◆ **Given exercise**
Begin at the first of the lines below and stop after the line that contains "227), (579, 228)]". Reproduce every one of those lines, requests included but pictures omitted, with each coordinate in the answers multiplied by 2.35 and rounded to a whole number, halves rounded up.

(Extracted records)
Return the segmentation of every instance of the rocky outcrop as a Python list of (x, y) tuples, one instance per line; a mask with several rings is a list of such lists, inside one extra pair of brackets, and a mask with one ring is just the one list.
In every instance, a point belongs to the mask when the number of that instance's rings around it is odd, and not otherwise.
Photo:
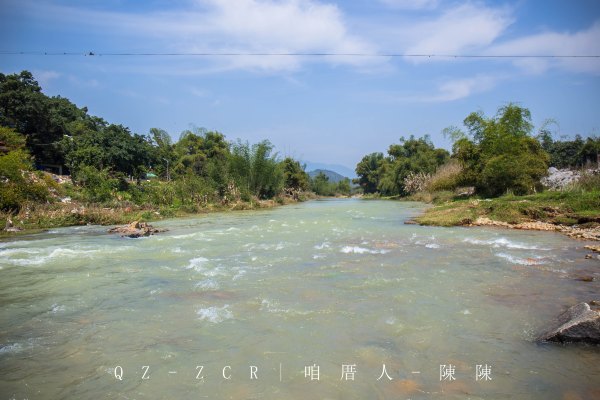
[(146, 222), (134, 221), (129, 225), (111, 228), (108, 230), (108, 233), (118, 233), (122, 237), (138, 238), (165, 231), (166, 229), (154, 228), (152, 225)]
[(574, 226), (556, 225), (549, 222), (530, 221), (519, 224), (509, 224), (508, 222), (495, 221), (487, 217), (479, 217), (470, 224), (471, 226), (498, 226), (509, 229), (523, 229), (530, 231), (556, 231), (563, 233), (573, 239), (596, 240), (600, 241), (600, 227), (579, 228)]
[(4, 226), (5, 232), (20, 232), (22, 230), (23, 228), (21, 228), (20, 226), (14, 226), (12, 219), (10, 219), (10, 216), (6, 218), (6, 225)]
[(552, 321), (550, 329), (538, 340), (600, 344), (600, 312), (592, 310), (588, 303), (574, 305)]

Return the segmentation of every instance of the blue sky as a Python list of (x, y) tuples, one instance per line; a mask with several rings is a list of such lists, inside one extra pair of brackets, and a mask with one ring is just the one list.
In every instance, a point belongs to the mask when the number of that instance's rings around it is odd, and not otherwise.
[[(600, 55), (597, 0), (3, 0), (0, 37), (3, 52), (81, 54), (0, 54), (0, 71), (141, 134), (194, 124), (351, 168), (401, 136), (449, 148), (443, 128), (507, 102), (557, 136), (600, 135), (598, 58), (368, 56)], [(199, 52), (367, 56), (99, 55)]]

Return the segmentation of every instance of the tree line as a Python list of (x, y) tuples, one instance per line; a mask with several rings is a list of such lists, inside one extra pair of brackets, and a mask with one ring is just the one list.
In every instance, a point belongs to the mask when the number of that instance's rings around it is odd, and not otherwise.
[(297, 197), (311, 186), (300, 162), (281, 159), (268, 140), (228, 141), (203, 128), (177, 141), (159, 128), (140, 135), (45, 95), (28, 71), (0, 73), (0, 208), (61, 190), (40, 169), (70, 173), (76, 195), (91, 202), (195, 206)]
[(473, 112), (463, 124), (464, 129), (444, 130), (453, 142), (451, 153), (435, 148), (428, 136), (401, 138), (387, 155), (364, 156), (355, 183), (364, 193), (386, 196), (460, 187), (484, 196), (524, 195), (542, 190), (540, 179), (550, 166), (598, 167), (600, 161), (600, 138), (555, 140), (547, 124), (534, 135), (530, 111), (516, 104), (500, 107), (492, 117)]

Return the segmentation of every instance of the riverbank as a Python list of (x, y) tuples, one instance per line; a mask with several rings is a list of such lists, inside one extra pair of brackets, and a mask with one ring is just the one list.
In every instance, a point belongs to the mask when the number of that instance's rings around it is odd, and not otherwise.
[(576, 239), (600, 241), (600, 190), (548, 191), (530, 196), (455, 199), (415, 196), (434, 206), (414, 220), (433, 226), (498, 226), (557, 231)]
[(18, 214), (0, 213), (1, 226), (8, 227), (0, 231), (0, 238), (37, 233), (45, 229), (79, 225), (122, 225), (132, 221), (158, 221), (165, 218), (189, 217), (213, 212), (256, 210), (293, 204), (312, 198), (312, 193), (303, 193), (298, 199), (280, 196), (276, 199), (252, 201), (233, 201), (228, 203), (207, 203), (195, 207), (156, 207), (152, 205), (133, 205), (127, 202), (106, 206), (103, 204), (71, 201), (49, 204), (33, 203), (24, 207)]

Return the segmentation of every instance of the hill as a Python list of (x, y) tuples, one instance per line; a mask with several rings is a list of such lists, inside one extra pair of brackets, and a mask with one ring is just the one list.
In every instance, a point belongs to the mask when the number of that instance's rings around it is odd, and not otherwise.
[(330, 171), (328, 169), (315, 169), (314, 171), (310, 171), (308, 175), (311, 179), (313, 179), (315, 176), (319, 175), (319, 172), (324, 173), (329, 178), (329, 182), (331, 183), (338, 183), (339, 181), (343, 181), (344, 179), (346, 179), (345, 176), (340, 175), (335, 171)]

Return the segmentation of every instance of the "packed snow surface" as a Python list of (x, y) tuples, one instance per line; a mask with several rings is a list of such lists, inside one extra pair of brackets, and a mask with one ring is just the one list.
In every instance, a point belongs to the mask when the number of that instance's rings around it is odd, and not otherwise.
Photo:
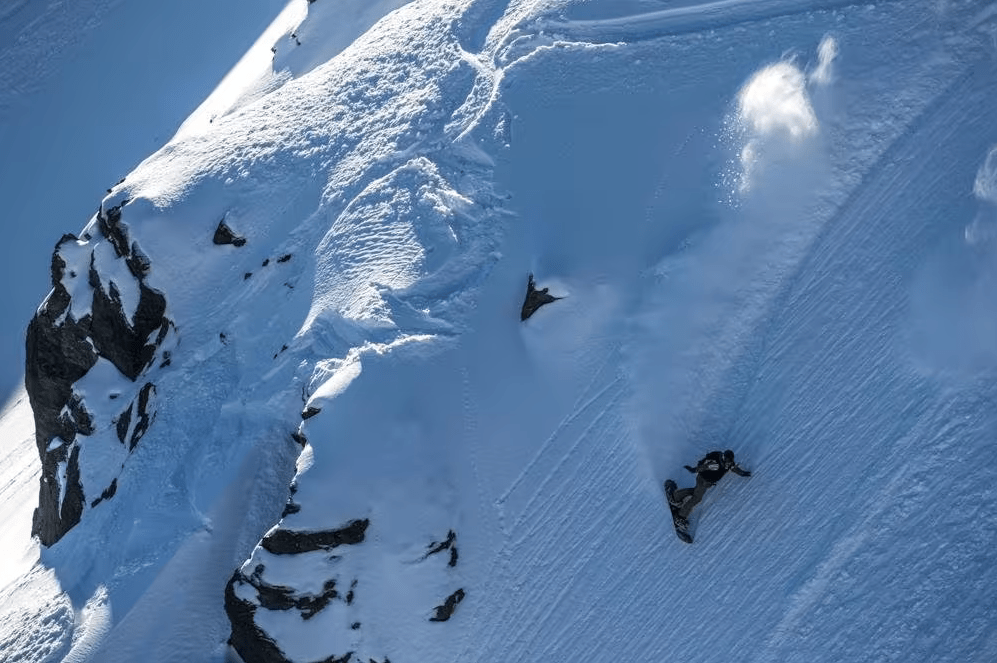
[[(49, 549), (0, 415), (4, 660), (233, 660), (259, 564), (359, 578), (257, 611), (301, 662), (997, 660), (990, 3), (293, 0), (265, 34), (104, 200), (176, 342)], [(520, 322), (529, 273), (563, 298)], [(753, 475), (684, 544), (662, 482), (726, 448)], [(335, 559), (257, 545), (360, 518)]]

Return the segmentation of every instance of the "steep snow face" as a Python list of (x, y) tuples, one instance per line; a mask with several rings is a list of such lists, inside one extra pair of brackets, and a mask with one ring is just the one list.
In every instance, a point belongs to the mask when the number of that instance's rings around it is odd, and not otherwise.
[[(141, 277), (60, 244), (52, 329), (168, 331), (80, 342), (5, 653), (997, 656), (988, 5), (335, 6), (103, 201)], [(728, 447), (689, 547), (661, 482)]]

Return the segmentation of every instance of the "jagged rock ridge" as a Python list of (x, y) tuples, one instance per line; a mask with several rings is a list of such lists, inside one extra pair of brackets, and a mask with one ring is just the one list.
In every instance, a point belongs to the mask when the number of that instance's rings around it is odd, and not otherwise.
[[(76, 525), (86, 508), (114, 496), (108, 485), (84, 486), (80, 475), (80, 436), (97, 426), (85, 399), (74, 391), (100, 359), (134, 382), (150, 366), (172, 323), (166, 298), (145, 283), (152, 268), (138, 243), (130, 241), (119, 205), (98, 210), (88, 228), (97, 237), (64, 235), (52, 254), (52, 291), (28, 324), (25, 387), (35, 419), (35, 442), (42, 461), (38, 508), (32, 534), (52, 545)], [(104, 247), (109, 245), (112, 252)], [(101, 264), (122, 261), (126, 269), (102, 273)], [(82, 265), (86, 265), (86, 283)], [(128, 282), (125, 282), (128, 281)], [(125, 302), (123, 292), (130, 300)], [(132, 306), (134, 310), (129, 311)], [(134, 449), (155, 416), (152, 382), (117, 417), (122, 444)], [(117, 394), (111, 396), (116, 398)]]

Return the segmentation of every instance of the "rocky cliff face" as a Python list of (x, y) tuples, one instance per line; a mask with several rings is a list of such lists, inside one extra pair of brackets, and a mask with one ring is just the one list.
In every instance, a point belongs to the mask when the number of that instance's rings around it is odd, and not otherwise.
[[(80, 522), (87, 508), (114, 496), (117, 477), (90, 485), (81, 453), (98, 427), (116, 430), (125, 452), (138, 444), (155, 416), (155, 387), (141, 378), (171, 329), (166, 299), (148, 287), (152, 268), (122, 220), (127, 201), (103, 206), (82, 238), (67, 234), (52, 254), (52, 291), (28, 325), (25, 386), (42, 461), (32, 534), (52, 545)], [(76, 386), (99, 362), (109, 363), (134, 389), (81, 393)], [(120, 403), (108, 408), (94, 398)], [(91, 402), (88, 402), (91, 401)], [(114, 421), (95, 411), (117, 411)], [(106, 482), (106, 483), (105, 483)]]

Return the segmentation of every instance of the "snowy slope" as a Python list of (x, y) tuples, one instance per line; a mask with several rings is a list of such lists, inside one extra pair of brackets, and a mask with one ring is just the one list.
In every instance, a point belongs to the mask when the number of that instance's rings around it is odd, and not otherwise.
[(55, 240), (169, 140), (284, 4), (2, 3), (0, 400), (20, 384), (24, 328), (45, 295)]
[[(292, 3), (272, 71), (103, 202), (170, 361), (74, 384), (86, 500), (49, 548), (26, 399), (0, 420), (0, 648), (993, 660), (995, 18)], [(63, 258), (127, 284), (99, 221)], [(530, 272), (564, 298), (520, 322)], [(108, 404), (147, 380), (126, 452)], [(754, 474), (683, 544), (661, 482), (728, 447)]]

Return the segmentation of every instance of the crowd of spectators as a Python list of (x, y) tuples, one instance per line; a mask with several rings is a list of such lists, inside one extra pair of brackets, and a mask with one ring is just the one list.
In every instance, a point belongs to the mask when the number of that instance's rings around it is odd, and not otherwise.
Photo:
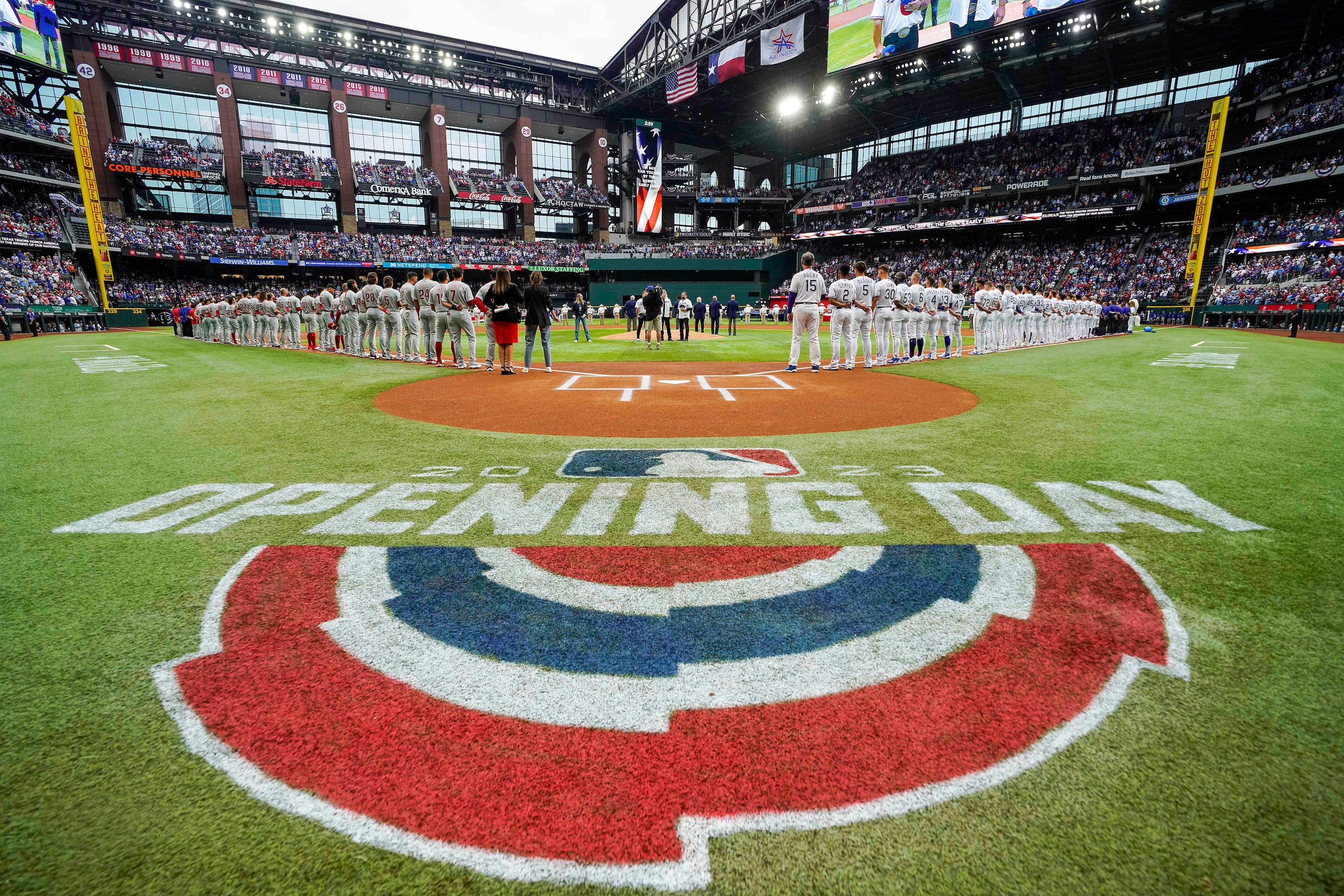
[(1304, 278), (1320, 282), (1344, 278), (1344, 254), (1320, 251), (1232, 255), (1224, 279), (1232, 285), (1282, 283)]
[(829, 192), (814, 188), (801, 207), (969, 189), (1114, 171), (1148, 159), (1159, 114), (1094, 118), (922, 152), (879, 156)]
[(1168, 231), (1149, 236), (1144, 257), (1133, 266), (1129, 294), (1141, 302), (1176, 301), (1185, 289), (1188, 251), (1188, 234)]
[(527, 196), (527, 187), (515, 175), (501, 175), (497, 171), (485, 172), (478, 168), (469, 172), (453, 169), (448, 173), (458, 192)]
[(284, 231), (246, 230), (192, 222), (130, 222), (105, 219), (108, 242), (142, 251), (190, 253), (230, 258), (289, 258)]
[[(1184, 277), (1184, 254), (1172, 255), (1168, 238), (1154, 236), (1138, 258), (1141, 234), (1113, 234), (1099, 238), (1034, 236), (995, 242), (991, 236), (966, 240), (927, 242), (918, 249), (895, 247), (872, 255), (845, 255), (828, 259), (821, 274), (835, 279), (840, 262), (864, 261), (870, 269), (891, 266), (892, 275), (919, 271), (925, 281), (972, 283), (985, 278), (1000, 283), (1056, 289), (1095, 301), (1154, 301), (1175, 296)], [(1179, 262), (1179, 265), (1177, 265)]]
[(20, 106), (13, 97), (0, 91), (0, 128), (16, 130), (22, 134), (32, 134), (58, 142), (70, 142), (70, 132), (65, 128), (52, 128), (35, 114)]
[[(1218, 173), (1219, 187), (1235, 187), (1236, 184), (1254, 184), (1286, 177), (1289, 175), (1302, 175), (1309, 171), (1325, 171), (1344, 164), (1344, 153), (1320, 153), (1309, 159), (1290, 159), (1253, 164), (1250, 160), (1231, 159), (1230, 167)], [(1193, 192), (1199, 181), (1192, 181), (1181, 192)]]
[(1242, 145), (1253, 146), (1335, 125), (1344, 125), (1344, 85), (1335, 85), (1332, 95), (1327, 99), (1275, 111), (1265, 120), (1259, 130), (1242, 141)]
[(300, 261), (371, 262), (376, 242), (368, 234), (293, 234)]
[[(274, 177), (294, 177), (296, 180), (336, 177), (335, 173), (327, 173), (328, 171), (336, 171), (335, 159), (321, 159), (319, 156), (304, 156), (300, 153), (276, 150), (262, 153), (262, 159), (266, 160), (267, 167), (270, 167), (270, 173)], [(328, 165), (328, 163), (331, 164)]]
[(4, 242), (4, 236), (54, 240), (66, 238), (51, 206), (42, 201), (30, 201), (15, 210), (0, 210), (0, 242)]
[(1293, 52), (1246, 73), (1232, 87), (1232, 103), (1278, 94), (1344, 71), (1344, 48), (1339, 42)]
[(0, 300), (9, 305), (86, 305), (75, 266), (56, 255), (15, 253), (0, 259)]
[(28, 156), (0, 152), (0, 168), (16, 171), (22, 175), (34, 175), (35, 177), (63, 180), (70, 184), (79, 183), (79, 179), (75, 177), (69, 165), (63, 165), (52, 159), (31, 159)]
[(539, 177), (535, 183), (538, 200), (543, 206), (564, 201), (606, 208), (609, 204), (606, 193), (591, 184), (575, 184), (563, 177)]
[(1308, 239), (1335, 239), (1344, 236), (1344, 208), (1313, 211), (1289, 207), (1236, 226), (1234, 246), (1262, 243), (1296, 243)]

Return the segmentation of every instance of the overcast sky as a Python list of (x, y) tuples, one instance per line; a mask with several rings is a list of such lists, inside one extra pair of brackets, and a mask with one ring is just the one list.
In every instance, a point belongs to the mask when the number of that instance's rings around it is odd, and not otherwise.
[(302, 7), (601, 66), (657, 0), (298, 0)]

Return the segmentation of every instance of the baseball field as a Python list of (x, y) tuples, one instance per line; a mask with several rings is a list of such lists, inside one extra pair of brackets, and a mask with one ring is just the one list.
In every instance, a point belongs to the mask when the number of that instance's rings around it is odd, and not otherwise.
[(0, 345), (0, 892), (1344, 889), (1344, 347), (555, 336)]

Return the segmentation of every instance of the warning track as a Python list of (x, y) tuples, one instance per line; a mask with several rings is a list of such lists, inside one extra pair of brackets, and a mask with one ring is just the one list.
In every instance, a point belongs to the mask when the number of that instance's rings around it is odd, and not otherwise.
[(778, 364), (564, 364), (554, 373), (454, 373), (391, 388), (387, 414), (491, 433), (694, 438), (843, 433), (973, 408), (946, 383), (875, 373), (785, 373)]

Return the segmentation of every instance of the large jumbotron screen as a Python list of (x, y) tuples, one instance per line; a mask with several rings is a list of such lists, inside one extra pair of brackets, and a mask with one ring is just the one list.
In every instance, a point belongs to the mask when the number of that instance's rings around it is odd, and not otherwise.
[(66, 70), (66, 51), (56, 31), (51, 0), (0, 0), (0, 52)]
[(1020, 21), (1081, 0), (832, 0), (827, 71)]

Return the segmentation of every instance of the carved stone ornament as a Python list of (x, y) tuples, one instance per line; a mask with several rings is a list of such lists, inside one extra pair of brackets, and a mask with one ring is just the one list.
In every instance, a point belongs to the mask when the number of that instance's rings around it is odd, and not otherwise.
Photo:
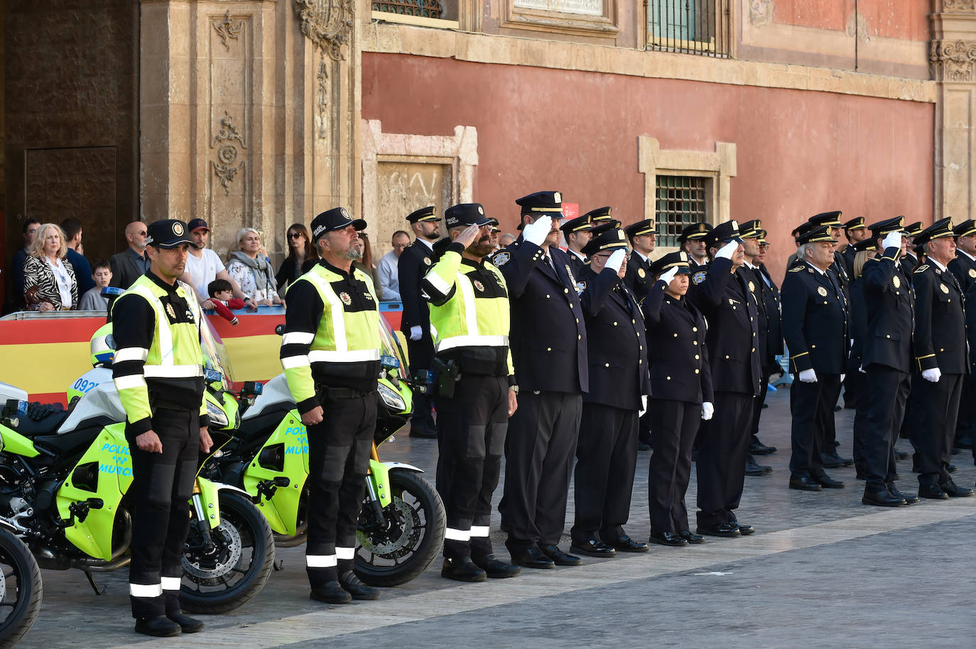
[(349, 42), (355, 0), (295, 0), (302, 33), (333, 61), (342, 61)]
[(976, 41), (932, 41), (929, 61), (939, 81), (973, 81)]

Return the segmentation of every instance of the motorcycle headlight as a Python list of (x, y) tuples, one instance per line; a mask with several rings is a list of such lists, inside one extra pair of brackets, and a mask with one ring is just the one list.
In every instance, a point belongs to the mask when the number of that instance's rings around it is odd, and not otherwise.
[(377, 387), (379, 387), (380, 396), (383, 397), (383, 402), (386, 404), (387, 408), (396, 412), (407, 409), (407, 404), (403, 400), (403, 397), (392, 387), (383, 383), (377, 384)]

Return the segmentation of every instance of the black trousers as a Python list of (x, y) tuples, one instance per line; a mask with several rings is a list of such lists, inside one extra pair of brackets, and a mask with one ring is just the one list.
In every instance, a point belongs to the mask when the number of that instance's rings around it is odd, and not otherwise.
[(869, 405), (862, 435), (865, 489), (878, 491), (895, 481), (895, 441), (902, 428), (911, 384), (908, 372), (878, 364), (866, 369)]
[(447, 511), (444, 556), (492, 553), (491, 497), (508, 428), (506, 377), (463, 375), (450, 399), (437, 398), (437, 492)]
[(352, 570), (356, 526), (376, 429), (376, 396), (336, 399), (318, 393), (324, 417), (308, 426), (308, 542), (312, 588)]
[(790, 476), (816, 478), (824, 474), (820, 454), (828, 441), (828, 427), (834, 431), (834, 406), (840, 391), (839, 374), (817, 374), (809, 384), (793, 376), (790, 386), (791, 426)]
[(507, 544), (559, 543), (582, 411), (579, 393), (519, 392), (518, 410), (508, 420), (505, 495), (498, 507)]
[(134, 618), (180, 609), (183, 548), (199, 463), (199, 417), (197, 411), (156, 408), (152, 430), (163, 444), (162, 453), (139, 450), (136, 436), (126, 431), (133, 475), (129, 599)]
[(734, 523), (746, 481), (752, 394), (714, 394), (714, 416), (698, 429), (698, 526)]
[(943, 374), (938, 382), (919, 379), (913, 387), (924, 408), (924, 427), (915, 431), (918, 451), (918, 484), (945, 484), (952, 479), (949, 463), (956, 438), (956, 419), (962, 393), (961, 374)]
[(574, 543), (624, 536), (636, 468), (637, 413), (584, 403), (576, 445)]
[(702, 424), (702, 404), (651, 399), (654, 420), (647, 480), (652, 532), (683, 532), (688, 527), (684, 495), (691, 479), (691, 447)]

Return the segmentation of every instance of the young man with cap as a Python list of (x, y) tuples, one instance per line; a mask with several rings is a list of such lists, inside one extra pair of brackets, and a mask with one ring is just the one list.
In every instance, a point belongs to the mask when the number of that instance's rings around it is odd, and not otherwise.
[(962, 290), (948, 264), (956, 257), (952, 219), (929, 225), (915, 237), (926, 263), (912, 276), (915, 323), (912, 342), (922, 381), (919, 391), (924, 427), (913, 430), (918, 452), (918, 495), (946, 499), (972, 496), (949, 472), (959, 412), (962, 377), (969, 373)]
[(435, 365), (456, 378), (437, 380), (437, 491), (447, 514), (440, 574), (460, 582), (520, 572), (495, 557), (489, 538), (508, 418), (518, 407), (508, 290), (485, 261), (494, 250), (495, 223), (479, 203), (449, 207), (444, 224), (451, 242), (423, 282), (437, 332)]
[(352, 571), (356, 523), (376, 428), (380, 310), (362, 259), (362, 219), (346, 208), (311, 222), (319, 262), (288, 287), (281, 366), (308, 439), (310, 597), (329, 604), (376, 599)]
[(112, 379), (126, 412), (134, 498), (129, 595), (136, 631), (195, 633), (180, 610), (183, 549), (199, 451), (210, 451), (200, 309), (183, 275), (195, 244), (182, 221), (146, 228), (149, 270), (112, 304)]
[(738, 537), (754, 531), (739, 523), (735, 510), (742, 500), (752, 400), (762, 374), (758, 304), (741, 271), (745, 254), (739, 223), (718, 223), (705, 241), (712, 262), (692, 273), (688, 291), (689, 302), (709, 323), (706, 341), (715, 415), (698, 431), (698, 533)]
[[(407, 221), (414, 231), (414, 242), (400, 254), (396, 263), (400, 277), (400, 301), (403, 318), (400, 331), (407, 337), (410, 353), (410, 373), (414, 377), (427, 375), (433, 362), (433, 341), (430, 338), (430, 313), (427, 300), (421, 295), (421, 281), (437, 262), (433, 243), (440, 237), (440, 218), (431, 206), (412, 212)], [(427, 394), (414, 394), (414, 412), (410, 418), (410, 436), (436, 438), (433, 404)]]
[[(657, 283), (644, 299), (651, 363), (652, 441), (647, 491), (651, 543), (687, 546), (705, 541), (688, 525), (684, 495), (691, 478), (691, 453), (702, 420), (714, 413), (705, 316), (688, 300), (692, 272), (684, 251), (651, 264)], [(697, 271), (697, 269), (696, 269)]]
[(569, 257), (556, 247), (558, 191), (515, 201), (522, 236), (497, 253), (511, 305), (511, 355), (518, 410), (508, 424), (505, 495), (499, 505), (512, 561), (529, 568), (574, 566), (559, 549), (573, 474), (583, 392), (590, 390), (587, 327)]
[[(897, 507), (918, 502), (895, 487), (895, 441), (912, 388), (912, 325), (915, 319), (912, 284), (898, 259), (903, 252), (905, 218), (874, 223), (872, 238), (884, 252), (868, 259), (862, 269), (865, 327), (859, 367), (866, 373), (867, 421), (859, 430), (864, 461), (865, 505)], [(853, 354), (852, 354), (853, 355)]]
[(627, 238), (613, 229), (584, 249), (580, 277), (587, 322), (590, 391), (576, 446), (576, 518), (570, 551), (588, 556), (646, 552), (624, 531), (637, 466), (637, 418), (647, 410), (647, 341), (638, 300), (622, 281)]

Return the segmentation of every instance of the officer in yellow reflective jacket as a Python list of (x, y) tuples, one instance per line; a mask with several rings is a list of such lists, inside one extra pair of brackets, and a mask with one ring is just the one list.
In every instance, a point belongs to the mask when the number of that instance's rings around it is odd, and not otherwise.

◆ **Problem solution**
Return the segmentation of every instance of the rocky outcrop as a Python list of (x, y) tuples, one instance per line; a mask with several rings is a list of such lists, inside one extra pair of brackets, and a mask with one ring is just the one list.
In every instance, a point belongs to the mask when the number of that instance's rings around it is odd, and not otherwise.
Photo:
[(343, 522), (315, 519), (303, 529), (261, 536), (254, 541), (254, 548), (277, 548), (287, 557), (324, 559), (388, 543), (390, 538), (362, 536), (357, 529)]
[(1349, 531), (1307, 529), (1290, 522), (1246, 519), (1220, 526), (1196, 526), (1194, 522), (1163, 519), (1144, 510), (1126, 510), (1105, 526), (1107, 531), (1170, 531), (1196, 538), (1229, 538), (1246, 543), (1307, 543), (1323, 548), (1347, 562), (1401, 564), (1410, 566), (1410, 533), (1361, 536)]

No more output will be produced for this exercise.